** SOURCE EXTRACT follows **

Rabbi Hugenholtz’s Vigil Remarks
Remarks for Vigil for the Church of the Nazarene
Rabbi Esther Hugenholtz
When God led the Israelites out of Egypt, it was not to experience our newfound power. It was not to be confirmed in our moral superiority. It was not to undo the lessons of our suffering. Between the fire and thunder of Sinai, a moral voice rang out clearly with a principle that would be echoed in our tradition time and again:
You shall love the stranger for you were strangers in Egypt.
The Rabbis of the Talmud claim that this ethical teaching was given no less than 36 times in the Torah. We read in the Book of Deuteronomy that cherishing the stranger is part of the fabric of Creation and the will of God:
“Cut away, therefore, the thickening about your hearts and stiffen your necks no more. For the Eternal your God is God supreme and Lord supreme, the great, the mighty, and the awesome God, who shows no favor and takes no bribe, but upholds the cause of the fatherless and the widow, and befriends the stranger, providing him with food and clothing.— You too must befriend the stranger, for you were strangers in the land of Egypt.” – Deut. 10:16-19
Our shared sacred Scripture – so precious to both our Jewish tradition and to your Christian tradition – is crystal clear: our journey out of bondage is meant to undo the bondage of our own hearts; to unlearn implicit bias, to lay down the burden of fear, to cultivate within us radical empathy, to uncover from our eyes the great and awesome vision that states that every human being is created in God’s image. It is God’s very Self Who is the spiritual guarantor of those who are most vulnerable.

** End of SOURCE EXTRACT **
** DATA EXTRACT follows **

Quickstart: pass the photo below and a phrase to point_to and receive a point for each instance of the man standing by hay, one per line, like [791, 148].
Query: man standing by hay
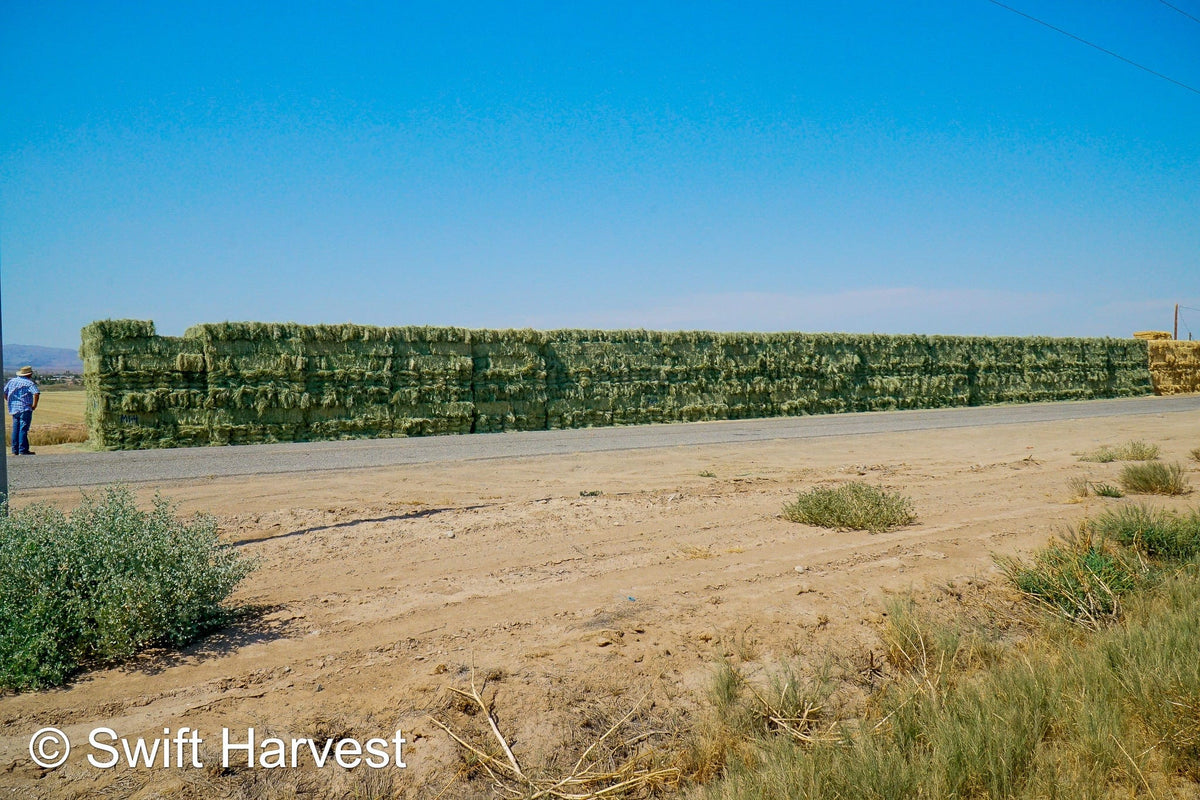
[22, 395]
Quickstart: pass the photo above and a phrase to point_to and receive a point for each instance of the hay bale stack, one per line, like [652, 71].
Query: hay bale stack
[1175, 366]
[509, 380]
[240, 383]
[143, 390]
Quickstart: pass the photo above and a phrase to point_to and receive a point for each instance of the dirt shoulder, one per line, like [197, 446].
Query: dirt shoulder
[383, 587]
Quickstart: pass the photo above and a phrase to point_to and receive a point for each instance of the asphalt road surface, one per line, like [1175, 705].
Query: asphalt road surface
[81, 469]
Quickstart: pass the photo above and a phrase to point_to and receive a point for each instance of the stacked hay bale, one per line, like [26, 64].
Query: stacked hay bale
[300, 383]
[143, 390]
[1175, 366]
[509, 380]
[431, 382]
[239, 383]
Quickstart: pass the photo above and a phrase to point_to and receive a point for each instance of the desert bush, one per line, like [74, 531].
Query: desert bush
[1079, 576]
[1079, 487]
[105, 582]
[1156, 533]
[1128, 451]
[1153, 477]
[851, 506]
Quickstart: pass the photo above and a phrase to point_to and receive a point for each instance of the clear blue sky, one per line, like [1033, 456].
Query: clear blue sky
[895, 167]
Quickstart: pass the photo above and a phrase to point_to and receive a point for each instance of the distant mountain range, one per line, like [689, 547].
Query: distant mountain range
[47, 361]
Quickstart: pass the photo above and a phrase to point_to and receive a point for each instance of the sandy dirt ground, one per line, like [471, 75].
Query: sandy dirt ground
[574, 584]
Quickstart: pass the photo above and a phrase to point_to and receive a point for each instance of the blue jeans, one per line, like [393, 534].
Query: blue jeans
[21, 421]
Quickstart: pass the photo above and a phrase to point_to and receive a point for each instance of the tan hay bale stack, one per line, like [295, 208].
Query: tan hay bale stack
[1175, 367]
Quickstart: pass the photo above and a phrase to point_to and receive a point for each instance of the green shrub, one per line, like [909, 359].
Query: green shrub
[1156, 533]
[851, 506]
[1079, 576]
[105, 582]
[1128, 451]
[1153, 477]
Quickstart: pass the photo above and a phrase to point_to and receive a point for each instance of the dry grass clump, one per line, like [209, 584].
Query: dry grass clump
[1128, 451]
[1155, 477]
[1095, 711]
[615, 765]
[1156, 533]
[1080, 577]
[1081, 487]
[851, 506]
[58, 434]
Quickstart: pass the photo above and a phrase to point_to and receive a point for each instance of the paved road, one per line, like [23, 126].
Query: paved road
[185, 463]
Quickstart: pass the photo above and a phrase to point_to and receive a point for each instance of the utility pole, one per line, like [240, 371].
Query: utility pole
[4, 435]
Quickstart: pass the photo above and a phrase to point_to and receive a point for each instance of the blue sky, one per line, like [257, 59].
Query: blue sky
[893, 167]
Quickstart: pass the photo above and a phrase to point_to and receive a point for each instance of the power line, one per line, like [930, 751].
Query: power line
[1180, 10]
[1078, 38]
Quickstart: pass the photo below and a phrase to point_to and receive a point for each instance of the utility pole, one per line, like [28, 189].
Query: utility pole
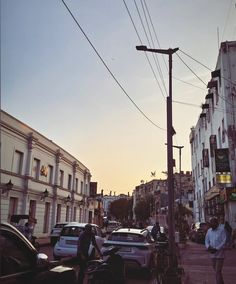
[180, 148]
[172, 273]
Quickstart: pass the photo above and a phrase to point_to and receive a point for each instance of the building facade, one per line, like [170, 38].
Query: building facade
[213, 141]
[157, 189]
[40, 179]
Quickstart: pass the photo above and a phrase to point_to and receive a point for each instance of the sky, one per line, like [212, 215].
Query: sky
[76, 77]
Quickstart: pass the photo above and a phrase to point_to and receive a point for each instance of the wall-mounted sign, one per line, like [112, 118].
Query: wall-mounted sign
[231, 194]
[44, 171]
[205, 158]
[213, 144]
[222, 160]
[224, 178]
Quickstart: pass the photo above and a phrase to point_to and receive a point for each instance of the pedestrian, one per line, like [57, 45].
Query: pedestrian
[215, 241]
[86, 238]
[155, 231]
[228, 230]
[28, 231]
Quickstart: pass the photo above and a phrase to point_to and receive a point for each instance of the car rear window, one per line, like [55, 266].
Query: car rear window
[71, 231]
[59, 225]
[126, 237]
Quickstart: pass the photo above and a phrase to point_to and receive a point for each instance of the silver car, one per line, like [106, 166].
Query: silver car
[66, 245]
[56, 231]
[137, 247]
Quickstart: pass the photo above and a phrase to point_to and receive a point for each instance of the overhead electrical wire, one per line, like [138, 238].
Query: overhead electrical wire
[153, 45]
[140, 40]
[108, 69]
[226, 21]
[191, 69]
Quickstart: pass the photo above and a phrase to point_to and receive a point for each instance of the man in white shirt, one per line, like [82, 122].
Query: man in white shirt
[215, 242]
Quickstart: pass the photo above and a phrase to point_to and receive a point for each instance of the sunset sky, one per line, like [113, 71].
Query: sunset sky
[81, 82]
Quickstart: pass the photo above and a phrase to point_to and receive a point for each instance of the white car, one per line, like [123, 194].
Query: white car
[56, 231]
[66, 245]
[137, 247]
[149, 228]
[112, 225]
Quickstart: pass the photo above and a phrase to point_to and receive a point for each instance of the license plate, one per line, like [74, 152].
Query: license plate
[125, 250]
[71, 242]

** End of DATA EXTRACT **
** DATA EXTRACT follows **

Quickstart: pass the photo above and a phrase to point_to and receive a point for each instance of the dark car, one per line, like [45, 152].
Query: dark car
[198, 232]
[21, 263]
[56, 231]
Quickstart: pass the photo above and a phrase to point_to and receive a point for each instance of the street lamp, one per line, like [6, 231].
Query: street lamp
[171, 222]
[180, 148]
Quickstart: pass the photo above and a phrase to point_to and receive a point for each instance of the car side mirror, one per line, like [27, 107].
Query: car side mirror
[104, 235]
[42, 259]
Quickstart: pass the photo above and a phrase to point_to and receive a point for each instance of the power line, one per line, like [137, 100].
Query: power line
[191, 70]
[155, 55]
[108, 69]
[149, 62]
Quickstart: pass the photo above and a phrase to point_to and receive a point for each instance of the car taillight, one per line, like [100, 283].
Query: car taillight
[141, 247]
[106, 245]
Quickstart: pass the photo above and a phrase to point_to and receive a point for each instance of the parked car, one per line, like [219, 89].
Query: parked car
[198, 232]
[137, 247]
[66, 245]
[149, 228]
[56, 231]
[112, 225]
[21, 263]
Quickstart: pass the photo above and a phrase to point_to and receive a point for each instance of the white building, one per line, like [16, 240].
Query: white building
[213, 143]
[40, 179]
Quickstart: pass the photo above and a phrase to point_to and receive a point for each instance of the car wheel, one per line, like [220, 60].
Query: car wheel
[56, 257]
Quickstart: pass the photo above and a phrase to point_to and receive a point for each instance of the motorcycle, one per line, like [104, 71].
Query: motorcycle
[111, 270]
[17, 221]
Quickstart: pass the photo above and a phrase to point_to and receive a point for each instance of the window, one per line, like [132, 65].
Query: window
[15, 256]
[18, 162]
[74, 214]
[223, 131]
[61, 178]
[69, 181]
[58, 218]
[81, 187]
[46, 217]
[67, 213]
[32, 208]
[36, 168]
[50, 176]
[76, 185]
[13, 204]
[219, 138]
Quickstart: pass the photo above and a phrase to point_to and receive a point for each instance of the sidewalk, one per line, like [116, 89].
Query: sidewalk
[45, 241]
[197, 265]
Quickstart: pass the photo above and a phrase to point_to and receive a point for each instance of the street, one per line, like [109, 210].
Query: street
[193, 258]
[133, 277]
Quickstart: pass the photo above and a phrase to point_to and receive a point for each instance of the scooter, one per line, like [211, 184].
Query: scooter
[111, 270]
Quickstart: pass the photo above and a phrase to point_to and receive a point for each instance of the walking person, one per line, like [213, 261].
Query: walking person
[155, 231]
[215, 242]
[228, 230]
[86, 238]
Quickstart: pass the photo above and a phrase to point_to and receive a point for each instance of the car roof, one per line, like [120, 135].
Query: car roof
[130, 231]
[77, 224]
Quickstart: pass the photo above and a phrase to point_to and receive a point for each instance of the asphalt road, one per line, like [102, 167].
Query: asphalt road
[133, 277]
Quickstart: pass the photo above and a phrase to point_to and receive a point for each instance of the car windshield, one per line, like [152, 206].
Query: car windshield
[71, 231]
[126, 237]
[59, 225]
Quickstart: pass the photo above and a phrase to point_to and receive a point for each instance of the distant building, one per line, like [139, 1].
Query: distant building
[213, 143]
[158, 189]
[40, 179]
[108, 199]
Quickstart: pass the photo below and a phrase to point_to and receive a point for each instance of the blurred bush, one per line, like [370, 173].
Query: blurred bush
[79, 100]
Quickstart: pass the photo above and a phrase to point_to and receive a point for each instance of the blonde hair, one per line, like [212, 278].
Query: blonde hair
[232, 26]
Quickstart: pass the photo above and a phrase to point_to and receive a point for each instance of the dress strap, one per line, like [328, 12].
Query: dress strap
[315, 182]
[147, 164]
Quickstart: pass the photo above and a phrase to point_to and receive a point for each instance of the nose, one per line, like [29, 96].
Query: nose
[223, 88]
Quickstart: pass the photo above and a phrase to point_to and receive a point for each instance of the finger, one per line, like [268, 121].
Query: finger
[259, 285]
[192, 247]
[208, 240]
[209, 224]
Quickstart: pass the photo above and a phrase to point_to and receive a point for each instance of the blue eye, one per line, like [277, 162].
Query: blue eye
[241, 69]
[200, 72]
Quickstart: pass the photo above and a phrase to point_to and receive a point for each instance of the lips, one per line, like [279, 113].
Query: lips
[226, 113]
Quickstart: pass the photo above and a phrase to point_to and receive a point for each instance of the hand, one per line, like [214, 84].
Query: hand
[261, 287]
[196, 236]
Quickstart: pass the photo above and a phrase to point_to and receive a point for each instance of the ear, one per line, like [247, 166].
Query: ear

** End of DATA EXTRACT **
** DATA EXTRACT follows **

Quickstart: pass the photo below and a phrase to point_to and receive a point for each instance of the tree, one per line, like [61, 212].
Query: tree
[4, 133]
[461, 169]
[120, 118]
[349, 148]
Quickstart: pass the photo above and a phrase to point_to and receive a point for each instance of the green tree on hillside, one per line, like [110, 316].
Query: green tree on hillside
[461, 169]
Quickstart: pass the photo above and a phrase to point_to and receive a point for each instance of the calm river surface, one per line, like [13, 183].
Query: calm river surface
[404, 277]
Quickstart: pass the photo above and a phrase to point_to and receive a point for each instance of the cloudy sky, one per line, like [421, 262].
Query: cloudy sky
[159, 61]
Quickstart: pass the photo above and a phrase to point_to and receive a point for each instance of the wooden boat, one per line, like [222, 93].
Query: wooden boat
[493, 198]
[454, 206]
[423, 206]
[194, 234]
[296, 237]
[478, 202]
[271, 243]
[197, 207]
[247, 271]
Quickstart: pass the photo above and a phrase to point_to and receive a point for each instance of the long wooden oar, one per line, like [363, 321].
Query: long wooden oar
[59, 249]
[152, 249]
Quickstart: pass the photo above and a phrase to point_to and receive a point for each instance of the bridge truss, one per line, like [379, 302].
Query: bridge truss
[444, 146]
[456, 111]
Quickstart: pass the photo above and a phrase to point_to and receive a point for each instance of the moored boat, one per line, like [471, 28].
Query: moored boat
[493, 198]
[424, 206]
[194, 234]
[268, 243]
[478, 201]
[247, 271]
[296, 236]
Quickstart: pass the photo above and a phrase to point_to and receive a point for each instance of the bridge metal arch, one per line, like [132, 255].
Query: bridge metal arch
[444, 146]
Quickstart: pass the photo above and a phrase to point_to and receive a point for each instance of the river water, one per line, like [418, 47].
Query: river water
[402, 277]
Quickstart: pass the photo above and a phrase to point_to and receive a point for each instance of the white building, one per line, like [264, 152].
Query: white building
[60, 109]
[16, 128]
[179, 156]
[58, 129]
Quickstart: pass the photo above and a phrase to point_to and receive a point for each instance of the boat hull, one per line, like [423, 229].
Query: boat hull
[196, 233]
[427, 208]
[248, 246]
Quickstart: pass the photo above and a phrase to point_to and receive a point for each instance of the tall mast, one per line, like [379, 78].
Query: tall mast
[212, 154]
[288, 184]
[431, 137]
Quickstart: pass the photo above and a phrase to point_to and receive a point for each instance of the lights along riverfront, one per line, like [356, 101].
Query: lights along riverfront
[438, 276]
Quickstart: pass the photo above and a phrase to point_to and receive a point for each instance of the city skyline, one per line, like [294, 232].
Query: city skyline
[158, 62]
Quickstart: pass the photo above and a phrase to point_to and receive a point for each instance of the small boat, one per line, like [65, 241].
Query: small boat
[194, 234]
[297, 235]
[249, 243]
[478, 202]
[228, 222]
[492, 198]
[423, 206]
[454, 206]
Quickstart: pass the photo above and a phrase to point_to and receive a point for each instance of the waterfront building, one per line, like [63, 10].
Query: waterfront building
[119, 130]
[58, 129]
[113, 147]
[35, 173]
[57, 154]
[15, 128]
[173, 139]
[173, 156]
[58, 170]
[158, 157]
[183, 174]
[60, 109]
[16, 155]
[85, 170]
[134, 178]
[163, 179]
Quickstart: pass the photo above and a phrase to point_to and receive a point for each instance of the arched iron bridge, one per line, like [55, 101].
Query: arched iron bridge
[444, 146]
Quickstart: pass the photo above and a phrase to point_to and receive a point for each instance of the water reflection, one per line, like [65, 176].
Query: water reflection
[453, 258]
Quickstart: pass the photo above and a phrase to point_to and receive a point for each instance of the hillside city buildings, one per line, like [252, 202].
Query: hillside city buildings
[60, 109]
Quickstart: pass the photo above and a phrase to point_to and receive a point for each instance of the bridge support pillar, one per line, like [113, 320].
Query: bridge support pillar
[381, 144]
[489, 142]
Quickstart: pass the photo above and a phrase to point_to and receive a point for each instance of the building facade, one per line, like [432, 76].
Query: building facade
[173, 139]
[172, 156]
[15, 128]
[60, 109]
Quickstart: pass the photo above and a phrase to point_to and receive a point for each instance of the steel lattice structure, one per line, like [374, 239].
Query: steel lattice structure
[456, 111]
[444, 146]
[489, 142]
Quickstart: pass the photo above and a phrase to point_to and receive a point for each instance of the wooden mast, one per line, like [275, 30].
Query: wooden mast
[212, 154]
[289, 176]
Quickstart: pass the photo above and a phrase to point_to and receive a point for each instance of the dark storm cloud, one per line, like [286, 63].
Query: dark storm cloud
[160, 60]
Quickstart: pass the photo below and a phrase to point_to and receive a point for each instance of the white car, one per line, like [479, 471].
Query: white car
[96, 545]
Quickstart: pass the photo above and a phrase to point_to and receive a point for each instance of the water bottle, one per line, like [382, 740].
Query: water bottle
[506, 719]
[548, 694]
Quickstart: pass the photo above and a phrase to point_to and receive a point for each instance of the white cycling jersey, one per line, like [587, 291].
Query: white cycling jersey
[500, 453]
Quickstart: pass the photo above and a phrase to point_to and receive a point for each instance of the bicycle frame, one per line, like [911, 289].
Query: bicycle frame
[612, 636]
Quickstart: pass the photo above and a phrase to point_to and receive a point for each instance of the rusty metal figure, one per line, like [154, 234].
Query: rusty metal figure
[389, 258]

** End of DATA EXTRACT **

COMPLETE THE FOLLOWING ->
1. In the vigil remarks, how many times do the Rabbis of the Talmud say the teaching about the stranger was given in the Torah?
2. The vigil remarks open by naming several things that God's leading the Israelites out of Egypt was not meant to achieve. List every one of them.
3. Carry on the vigil remarks from the point where they end.

ACTIVITY ANSWERS ->
1. No less than 36 times.

2.
- To experience our newfound power
- To be confirmed in our moral superiority
- To undo the lessons of our suffering

3.
The values of both our traditions will not be compromised in the face of hatred and bigotry. Instead, we will stand shoulder-to-shoulder, strengthened in our commonality of purpose and clarity of faith. We will welcome the stranger as Abraham did at the entrance of his tent in the Book of Genesis. We will entertain angels unaware as the Christian scriptures teach us by opening our homes and hearts to all. We come together as a community, of all faiths and none, to pledge our solidarity and support, to commit to vigilance and the work of justice, and to fulfill the injunction of Psalm 146: to feed the hungry, release the bound, give sight to the blind, to raise those bound down and to protect the stranger. In the words of Yosi ben Yochanan, a contemporary of Jesus: “May your house be open wide, and may the poor be members of your household.” (Pirke Avot 1:5).
Pastor Stecker, brothers and sisters of the Church of the Nazarene, beloved Iowa Citians: we of the Jewish Community stand unreservedly with your congregation and our community. May God bless the work of our hands and unite our hearts in friendship. Amen selah.
I will now read a prayer written in your honor by Rabbi Menachem Creditor:
Holy One,
we stand together in pain,
and in our pain we stand closer together.
For warmth.
For comfort.
When we stand together,
we remember the truth of scripture:
when more human beings,
each an indelible Divine Image,
stand together,
it is a greater reflection of You, O God.
This is not a singular act of hatred,
nor is it limited to this sacred home.
By targeting a church with both antisemitic images and racist language, these vandals accidentally pointed to a truth we know too well: hatred against one is hatred against all.
We know what it is to be strangers.
Tradition reminds us
over and over and over again:
be kind and just to the stranger,
for you were strangers in the land of Egypt.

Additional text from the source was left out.